## [PROVIDED INFORMATION]
=== Begin Enclosure ===
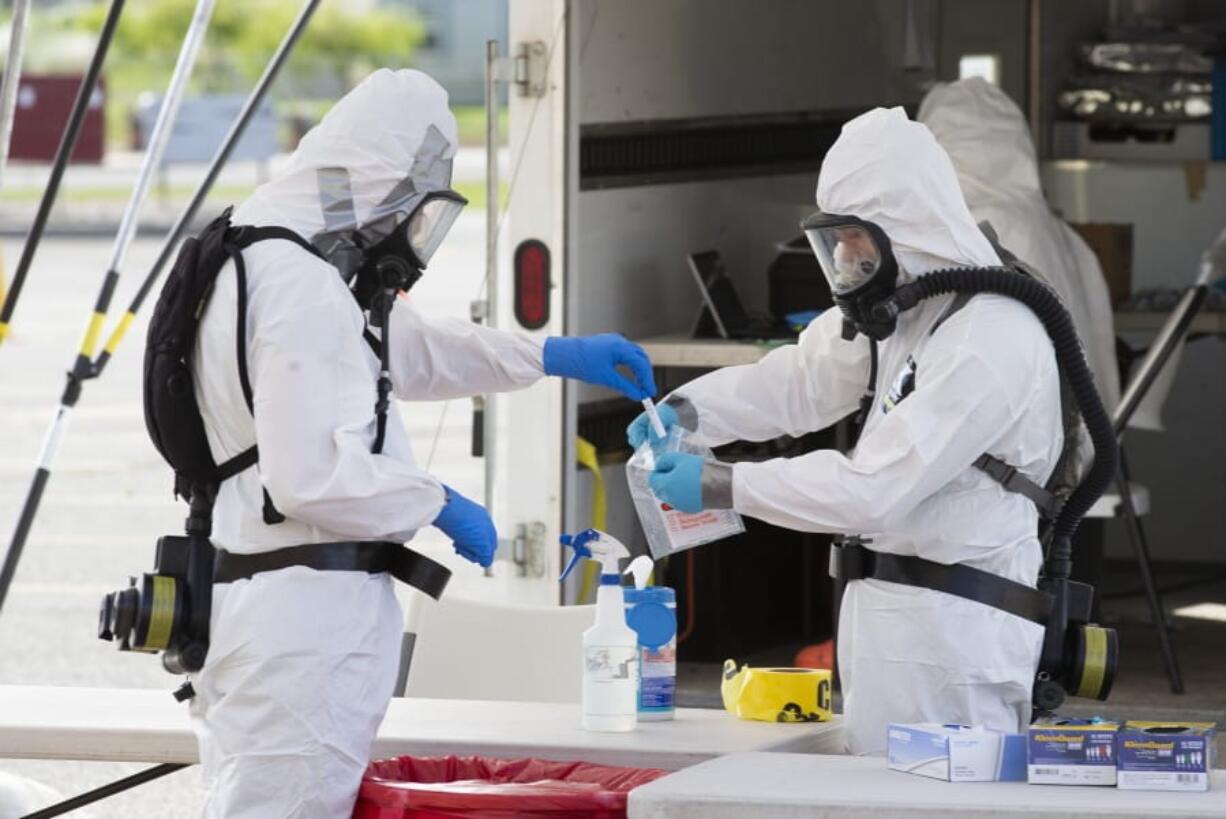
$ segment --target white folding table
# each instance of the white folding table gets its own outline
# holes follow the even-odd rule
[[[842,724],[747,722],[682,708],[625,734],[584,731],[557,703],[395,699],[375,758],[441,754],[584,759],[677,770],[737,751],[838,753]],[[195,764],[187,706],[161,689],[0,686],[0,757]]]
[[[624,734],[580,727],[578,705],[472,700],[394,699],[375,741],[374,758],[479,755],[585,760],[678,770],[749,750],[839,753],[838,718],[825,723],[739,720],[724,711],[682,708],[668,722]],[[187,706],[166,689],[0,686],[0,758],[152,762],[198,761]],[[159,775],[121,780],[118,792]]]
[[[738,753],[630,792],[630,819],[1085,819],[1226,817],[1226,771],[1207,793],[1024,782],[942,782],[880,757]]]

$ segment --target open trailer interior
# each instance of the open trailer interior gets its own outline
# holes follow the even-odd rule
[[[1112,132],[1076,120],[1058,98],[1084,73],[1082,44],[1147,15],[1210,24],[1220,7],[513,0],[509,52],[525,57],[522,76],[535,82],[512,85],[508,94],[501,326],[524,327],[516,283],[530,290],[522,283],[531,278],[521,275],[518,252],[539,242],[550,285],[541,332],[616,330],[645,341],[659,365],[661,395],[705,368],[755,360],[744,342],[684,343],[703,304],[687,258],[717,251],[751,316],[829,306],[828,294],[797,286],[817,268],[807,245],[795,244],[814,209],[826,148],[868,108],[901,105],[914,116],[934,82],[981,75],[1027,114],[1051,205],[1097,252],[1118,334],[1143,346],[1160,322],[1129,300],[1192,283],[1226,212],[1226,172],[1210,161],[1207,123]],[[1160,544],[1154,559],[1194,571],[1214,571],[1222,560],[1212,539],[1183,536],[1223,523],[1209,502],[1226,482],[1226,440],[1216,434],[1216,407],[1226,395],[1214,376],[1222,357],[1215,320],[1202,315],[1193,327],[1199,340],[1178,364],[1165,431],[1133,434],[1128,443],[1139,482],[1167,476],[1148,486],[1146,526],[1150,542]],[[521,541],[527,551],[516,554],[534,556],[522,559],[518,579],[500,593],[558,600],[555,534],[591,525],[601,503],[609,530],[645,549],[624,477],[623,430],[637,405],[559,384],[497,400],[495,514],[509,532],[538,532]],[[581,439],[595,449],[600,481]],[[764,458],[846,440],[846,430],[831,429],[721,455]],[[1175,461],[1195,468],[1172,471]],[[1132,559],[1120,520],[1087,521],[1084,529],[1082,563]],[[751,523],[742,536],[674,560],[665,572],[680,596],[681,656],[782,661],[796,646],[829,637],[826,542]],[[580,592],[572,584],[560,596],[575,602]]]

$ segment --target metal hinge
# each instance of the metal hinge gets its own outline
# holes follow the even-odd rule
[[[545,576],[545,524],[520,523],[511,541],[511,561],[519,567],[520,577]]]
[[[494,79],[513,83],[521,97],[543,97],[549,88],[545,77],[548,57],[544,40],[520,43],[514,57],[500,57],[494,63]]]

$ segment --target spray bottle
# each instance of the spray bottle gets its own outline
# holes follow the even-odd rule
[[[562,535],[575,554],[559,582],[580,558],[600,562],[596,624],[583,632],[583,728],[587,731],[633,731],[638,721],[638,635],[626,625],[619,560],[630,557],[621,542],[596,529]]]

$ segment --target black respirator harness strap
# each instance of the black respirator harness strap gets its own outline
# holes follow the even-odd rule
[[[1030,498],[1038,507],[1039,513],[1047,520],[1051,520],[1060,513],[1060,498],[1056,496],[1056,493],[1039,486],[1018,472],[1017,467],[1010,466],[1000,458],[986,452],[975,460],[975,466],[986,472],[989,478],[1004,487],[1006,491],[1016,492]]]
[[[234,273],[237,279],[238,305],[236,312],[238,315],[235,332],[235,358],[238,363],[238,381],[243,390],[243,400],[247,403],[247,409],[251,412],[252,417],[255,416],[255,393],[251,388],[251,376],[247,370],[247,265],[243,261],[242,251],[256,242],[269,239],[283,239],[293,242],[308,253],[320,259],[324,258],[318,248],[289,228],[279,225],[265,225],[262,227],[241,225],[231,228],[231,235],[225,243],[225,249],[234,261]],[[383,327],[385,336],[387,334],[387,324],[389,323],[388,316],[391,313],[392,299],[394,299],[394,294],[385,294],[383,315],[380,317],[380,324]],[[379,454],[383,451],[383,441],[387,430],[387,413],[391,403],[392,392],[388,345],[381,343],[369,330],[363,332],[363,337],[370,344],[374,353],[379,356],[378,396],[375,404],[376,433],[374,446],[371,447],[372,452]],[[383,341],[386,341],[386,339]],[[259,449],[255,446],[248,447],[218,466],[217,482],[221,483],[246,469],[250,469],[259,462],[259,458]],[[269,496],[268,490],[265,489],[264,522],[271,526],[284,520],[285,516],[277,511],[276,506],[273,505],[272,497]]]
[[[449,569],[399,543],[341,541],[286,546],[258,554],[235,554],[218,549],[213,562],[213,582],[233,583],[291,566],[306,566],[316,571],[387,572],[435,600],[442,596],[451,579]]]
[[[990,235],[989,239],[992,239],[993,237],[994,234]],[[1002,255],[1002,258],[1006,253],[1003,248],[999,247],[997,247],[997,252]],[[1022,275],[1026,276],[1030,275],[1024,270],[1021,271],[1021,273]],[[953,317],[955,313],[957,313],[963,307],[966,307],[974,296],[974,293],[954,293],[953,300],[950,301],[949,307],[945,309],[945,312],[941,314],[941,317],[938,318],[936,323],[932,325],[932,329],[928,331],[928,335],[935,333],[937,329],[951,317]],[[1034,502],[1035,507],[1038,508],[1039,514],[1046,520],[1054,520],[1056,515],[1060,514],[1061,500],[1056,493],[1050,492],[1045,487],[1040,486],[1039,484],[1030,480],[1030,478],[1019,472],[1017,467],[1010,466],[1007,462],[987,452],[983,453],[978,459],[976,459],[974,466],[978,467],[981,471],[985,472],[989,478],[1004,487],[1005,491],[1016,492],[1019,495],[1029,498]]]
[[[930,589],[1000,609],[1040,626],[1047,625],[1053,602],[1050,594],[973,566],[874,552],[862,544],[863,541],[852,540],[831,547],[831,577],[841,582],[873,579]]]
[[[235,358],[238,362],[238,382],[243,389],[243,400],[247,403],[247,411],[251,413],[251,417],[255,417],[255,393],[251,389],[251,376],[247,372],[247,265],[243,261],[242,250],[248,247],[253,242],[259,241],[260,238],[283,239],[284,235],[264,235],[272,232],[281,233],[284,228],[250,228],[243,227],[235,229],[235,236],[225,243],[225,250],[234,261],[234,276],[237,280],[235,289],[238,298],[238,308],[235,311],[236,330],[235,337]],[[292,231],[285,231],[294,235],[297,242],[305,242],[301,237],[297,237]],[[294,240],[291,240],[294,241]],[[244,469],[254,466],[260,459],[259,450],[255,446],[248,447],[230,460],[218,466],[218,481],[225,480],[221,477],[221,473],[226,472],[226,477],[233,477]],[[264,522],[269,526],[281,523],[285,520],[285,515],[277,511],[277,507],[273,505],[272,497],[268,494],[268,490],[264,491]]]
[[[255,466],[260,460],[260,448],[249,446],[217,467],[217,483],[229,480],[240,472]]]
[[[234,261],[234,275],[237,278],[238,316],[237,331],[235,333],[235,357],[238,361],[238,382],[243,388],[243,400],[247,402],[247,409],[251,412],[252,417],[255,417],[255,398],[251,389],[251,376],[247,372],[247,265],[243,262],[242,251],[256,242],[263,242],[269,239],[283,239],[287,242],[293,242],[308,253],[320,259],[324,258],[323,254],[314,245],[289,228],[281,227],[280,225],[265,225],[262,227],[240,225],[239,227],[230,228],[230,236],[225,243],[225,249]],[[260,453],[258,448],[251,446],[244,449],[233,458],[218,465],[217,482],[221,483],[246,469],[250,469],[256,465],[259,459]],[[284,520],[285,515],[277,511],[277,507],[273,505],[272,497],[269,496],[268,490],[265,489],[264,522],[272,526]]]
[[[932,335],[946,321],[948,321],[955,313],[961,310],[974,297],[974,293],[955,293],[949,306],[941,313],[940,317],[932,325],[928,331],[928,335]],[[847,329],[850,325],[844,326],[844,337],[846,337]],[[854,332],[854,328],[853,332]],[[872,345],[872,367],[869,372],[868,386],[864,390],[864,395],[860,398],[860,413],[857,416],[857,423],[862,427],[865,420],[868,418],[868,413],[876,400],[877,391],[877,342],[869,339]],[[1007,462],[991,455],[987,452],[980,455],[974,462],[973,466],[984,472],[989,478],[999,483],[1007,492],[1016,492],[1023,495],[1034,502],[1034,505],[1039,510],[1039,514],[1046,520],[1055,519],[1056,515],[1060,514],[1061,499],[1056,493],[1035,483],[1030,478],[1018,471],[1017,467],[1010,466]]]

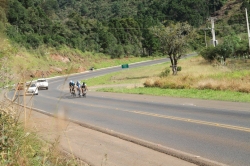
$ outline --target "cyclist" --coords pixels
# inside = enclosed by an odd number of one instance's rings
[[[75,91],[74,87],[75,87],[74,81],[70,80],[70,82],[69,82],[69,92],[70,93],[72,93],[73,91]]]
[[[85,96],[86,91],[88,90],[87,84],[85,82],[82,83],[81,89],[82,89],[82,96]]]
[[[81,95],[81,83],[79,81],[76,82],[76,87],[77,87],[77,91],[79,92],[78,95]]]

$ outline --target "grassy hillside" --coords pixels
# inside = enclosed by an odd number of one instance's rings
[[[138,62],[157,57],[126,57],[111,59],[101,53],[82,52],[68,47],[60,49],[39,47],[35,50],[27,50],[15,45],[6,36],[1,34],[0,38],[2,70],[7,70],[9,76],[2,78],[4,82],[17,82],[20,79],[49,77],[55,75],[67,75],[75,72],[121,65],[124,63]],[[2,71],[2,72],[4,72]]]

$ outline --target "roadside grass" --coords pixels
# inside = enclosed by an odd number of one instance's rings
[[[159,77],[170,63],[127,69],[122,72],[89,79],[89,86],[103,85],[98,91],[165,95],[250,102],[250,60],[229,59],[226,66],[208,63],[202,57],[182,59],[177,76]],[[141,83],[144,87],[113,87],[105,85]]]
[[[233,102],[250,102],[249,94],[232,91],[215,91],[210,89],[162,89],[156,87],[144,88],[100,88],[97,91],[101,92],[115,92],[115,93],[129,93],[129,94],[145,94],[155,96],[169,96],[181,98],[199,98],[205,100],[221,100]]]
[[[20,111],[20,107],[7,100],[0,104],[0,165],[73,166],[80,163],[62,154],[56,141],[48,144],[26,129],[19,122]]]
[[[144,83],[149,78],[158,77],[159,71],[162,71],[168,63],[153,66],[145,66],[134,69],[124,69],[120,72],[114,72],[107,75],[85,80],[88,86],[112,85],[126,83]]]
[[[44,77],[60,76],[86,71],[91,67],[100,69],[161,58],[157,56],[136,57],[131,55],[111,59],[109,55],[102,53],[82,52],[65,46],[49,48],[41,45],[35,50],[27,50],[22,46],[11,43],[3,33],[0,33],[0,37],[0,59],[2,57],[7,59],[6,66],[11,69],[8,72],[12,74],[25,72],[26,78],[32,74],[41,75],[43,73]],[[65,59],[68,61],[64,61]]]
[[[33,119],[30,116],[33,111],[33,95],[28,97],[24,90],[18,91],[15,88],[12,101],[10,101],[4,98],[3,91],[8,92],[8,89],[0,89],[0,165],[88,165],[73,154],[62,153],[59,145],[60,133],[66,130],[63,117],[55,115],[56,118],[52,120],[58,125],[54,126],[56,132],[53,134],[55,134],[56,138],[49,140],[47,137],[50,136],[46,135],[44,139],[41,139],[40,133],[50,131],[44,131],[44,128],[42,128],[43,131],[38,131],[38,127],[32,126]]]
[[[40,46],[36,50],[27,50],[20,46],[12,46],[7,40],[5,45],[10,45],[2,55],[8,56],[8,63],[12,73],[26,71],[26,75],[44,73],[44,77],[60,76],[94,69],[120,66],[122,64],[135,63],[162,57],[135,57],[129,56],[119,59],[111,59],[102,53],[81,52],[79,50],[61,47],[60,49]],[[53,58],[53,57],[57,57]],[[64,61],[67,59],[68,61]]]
=== End Enclosure ===
## [PROMPT]
The word "interior" may appear in lines of the entries. State how many lines hold it, as a number alone.

## [ANSWER SECTION]
2